Required work
**A.** From the profile of broadcaster John Webb, return the stretch from "(Utah Pulse)--John Webb" through "for your career.".
**B.** Answer these questions using the profile of broadcaster John Webb:
(i) At which radio station did the teenage Webb climb the tower to change the lights?
(ii) What position does Webb's son Matt hold at KLO?
(iii) Which two preachers were featured on the Sunday morning Gospel Hour?
**C.** List every person named in the profile of broadcaster John Webb.

Extract provided
Long Time Experience Gives Local Broadcaster Unique Perspective

(Utah Pulse)--John Webb is well grounded in the broadcasting business.

But way back when he first entered the field, his dad Arch’s instructions were very explicit: DON’T get grounded! John’s task was to climb the radio tower at KVOG AM1490 in a pasture outside Ogden, Utah, and change the burned-out lights. As he explains it, you had to jump completely off the ground and catch the lower rung of the tower’s ladder and THEN pull yourself up. To be caught with your feet on the ground while touching the tower was bad for your career.

And since the sixteen year-old Webb had some aspirations to join the exciting field of radio broadcasting, completing the circuit and grounding the radio tower was not advisable. Returning to Mother Earth had to be equally as precise. If nothing else, John Webb, owner and operator of Capital Broadcasting in Salt Lake City, the privately held corporation that runs KBZN Smooth Jazz and KLO World Class Talk is precise.
Today, that precision calls for “numbers scribbled on the board”—sales written up weekly, daily and hourly by his sales team that spell out success in a hotly competitive radio market. KBZN and KLO are anomalies in the radio business in the 21st-century, where huge media conglomerates like Clear Channel and local behemoths like Bonneville dominate the marketplace. John Webb prefers to withstand the storm like a solitary figure on an island in a sea of vicious competitors. He relishes it.

“Yes, I could sell out, maybe put a few million in the bank, and then what would I do, golf?” Webb asks rhetorically. Yes, he probably would golf. Or ski. He’s quite adept at both. But, he relishes the challenge, the hunt and yes, the hard work of running his own enterprise. With that comes change and progress. His AM station, KLO, a name recognized by oldtimers in northern Utah as “the official radio station of Ogden”, is in the process of finding a new home in Salt Lake with its sister station, the FM instrumental station John has nicknamed “The Breeze.”

Within weeks, an enlarged office and studio will house both properties and the Webbs will have continued their ongoing process of improving, fine-tuning and adding upon the family business. John’s wife Sharon can often be seen redesigning office space, even occasionally grabbing a paint brush and redoing a studio wall. Their son and heir apparent Matt is KLO’s sales manager. He, too, will soon be making the move to Salt Lake. Matt, like his father, wasn’t offered any shortcuts. Both were thrown into the deep end of the radio business and told to swim.
In John’s case, he graduated from the precarious assignment of changing the tower lights to producing old KVOG’s Sunday morning Gospel Hour, featuring two fiery African-American Baptist preachers, the Rev. Robert Harris and the Rev. George Gray.

Items
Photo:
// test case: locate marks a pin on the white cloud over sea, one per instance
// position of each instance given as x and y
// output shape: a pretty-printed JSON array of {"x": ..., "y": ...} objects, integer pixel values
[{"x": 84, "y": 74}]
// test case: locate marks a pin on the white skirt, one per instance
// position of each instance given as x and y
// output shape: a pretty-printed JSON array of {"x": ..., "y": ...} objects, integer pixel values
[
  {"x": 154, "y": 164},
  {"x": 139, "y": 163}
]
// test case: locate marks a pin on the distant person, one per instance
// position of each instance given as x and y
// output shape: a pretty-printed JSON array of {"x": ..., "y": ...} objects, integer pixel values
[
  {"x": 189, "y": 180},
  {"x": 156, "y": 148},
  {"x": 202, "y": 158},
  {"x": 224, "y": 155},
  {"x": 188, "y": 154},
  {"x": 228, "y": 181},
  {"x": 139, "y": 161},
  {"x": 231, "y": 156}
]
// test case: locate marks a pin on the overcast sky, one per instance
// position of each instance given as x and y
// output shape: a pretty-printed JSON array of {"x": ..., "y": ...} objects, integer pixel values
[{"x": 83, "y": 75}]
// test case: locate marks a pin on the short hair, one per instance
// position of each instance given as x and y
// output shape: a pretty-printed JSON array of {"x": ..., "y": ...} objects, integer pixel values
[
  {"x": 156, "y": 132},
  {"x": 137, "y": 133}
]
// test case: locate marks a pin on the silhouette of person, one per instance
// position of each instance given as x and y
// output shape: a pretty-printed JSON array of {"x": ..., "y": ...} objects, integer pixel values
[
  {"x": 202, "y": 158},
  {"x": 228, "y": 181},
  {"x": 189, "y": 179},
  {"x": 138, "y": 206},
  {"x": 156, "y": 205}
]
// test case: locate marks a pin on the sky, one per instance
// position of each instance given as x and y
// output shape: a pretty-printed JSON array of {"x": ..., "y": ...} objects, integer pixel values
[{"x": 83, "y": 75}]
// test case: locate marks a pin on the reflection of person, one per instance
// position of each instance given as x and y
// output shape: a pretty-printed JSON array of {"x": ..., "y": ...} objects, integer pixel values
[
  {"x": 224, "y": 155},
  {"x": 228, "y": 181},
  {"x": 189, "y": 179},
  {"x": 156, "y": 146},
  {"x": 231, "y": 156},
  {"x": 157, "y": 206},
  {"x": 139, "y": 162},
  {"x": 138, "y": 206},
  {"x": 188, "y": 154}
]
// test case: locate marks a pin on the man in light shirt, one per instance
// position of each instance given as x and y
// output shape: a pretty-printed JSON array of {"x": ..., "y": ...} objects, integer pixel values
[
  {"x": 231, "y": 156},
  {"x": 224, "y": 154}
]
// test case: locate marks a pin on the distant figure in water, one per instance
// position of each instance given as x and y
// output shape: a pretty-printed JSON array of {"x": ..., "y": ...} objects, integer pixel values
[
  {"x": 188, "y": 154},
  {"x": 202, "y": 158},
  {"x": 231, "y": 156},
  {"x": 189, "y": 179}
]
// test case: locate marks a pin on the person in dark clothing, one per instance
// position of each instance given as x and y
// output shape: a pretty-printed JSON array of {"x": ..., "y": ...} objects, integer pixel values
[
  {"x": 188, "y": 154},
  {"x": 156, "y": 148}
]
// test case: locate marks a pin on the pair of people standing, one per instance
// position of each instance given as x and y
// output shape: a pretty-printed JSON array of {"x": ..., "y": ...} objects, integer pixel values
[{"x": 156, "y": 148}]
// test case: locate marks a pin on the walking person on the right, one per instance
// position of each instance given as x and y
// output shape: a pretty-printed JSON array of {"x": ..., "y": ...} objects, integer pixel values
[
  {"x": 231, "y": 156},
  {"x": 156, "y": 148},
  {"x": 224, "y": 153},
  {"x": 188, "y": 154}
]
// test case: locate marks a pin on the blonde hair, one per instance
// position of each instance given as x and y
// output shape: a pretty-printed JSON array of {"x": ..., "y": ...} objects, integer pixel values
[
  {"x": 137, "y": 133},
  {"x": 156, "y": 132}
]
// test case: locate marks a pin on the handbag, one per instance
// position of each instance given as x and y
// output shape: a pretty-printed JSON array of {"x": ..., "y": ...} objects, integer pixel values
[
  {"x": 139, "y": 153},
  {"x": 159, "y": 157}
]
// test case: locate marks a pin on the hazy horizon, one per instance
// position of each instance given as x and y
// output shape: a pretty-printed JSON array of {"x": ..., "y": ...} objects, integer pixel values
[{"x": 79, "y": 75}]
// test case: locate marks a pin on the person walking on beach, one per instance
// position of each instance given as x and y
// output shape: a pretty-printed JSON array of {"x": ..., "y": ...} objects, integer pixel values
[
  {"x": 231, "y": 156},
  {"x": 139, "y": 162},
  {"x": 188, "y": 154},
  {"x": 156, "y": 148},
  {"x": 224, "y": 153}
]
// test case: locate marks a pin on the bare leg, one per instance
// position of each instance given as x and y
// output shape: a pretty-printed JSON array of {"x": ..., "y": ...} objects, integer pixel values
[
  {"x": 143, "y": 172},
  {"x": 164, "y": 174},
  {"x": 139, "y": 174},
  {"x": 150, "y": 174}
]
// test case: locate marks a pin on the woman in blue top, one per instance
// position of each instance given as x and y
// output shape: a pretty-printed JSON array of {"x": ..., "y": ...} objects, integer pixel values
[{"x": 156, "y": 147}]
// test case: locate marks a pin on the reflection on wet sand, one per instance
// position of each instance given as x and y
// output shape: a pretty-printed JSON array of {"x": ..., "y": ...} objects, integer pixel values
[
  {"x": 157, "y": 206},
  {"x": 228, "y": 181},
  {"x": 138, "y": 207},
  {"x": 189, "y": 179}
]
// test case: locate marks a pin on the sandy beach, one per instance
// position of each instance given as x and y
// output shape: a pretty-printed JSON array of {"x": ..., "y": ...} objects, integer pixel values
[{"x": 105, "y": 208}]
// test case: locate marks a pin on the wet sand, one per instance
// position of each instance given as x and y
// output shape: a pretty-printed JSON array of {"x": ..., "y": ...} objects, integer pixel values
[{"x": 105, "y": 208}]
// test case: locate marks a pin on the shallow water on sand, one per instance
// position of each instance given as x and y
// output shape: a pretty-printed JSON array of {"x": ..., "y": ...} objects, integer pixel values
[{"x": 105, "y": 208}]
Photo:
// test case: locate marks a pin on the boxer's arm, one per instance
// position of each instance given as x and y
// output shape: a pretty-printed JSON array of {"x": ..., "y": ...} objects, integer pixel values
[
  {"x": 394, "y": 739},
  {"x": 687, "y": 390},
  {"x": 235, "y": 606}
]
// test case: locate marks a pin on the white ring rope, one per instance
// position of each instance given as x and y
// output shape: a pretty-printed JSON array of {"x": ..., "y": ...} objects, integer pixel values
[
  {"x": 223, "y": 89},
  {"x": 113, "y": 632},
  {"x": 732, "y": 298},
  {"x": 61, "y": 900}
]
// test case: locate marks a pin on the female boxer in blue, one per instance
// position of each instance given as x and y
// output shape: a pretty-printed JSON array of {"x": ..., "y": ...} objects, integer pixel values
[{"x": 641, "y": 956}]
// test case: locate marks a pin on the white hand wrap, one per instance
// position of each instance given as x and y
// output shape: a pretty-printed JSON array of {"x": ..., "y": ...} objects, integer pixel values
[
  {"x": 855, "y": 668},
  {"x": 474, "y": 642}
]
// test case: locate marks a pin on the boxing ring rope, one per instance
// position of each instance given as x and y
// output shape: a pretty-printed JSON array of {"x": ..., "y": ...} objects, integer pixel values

Answers below
**A.**
(Utah Pulse)--John Webb is well grounded in the broadcasting business.

But way back when he first entered the field, his dad Arch’s instructions were very explicit: DON’T get grounded! John’s task was to climb the radio tower at KVOG AM1490 in a pasture outside Ogden, Utah, and change the burned-out lights. As he explains it, you had to jump completely off the ground and catch the lower rung of the tower’s ladder and THEN pull yourself up. To be caught with your feet on the ground while touching the tower was bad for your career.

**B.**
(i) KVOG AM1490
(ii) Sales manager
(iii) The Rev. Robert Harris and the Rev. George Gray

**C.**
John Webb
Arch (Webb)
Sharon (Webb)
Matt (Webb)
Rev. Robert Harris
Rev. George Gray